# Task instructions:
A: In the model developing notebook, what is the name of the class defined in the code?
B: From the model developing notebook, set down the part that opens with the words containing "self.reg_layer = get_reg()" and closes with "self.cate_emb(cate_x).view(batch_size, half_seq_len, -1)".

# Model Developing

> Notebook that will be used to build model and check the specification

## Hugging face

### DebertaV2
> Will check it out with pretrained and both bert

- [deberta_v2 - huggingface documentation](https://huggingface.co/transformers/v4.8.2/model_doc/deberta_v2.html)
- [deberta-v3-large - huggingface website](https://huggingface.co/microsoft/deberta-v3-large)

### Bert

In [None]:
import math
import torch
import torch.nn as nn
import torch.nn.functional as F
import numpy as np
try:
    from transformers.modeling_bert import BertConfig, BertEncoder, BertModel    
except:
    from transformers.models.bert.modeling_bert import BertConfig, BertEncoder, BertModel    


class LSTMModel(nn.Module):
    def __init__(self, cfg):
        super(LSTMModel, self).__init__()
        self.cfg = cfg
        self.cate_emb = nn.Embedding(cfg.cate_vocab_size, cfg.emb_size, padding_idx=0)
        self.cate_proj = nn.Sequential(
            nn.Linear(cfg.emb_size*cfg.cate_col_size*cfg.n_rows_per_step, cfg.hidden_size),
            nn.LayerNorm(cfg.hidden_size),
        )
        self.cont_bn = nn.BatchNorm1d(cfg.cont_col_size)
        self.cont_emb = nn.Sequential(
            nn.Linear(cfg.cont_col_size*cfg.n_rows_per_step, cfg.hidden_size),
            nn.LayerNorm(cfg.hidden_size),
        )
        self.comb_proj = nn.Sequential(
            nn.ReLU(),
            nn.Linear(cfg.hidden_size*2, cfg.hidden_size),
            nn.LayerNorm(cfg.hidden_size),
        )
        
        self.encoder = nn.LSTM(cfg.hidden_size, 
                            cfg.hidden_size, cfg.nlayers, dropout=cfg.dropout, batch_first=True)           
        
        def get_reg():
            return nn.Sequential(
            nn.Linear(cfg.hidden_size, cfg.hidden_size),
            nn.LayerNorm(cfg.hidden_size),
            nn.Dropout(cfg.dropout),
            nn.ReLU(),
            nn.Linear(cfg.hidden_size, cfg.target_size),
        )
        self.reg_layer = get_reg()
        
    def forward(self, cate_x, cont_x, mask):        
        batch_size = cate_x.size(0)
        
        cont_x = self.cont_bn(cont_x.view(-1, cont_x.size(-1))).view(batch_size, -1, cont_x.size(-1))
        
        half_seq_len = cate_x.size(1) // self.cfg.n_rows_per_step
        cate_emb = self.cate_emb(cate_x).view(batch_size, half_seq_len, -1)
        cate_emb = self.cate_proj(cate_emb)
        cont_emb = self.cont_emb(cont_x.view(batch_size, half_seq_len, -1))
        
        seq_emb = torch.cat([cate_emb, cont_emb], 2)
        
        seq_emb = self.comb_proj(seq_emb)
        
        _, (h, c) = self.encoder(seq_emb)

# Record list:

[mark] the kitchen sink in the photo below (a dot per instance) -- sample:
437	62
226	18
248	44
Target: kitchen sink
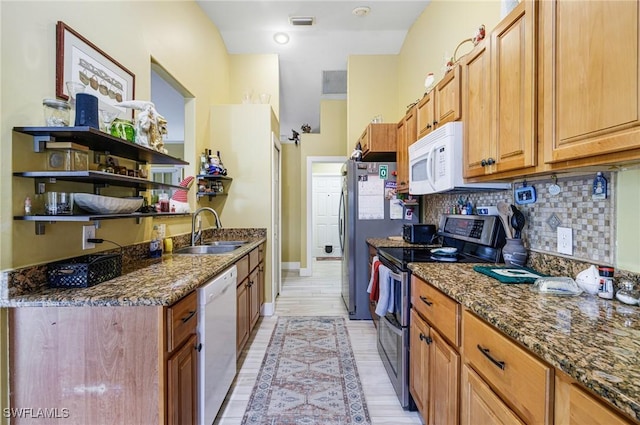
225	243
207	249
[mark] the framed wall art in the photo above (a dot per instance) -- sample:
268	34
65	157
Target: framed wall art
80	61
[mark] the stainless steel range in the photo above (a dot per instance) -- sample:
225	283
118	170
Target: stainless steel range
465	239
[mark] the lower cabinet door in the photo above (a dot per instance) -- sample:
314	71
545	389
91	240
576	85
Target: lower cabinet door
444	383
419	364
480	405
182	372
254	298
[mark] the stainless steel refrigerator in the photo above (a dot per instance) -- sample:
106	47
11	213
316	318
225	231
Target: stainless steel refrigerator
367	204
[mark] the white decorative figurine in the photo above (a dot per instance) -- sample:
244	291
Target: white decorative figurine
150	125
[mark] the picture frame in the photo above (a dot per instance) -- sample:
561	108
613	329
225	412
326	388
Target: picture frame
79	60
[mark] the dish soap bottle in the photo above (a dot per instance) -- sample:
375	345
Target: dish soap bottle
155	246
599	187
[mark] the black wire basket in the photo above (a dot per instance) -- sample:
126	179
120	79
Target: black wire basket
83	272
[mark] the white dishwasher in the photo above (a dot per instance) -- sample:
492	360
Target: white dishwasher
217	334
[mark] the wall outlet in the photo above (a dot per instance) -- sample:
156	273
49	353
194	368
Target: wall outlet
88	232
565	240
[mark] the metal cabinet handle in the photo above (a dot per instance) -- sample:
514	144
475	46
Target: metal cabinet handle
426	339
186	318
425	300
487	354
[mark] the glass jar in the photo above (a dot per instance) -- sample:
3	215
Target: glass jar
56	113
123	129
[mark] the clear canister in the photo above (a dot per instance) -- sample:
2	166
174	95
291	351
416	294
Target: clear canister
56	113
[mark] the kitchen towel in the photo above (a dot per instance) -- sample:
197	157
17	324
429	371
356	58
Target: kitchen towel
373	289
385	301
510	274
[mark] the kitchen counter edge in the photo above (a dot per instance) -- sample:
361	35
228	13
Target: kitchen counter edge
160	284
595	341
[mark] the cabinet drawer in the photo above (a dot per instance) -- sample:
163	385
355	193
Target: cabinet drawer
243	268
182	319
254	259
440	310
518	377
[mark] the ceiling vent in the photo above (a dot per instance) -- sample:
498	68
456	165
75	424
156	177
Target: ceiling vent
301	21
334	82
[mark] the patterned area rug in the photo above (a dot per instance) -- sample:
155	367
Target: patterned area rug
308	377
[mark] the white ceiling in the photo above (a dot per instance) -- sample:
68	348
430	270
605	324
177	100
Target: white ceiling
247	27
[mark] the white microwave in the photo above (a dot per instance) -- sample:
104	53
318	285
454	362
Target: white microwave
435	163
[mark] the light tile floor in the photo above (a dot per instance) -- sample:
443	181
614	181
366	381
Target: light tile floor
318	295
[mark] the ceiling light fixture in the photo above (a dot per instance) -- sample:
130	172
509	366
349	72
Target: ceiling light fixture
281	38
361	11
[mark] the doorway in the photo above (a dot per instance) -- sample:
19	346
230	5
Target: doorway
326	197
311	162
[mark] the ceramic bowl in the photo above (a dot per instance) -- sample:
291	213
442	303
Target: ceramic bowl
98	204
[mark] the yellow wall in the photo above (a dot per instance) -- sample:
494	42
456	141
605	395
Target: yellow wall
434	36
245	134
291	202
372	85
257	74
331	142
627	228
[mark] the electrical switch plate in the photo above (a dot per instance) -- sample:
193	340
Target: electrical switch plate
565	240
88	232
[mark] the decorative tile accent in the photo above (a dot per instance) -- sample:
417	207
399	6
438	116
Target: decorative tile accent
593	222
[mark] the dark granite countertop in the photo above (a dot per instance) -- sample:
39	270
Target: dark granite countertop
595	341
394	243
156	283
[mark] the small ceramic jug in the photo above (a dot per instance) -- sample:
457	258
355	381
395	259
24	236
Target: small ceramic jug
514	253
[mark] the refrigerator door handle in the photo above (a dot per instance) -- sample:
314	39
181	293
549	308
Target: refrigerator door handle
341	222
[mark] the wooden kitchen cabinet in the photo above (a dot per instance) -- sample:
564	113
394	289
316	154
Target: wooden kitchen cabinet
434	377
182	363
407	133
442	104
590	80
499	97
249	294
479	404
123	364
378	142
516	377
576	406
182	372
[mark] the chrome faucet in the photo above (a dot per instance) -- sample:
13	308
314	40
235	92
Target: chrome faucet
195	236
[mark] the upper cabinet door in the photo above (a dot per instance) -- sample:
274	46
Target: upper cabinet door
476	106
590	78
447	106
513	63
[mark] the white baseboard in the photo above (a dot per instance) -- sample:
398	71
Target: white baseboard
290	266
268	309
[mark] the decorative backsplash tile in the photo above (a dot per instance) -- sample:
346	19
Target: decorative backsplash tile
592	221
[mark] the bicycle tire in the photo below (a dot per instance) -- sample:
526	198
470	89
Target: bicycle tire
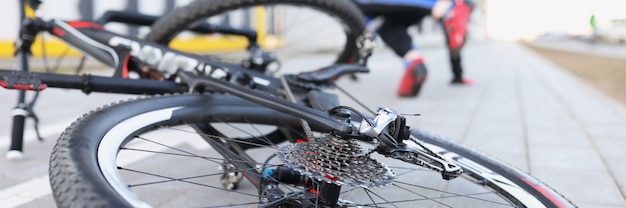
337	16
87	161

# Responses by task:
A: LSTMModel

B:
self.reg_layer = get_reg()
        
    def forward(self, cate_x, cont_x, mask):        
        batch_size = cate_x.size(0)
        
        cont_x = self.cont_bn(cont_x.view(-1, cont_x.size(-1))).view(batch_size, -1, cont_x.size(-1))
        
        half_seq_len = cate_x.size(1) // self.cfg.n_rows_per_step
        cate_emb = self.cate_emb(cate_x).view(batch_size, half_seq_len, -1)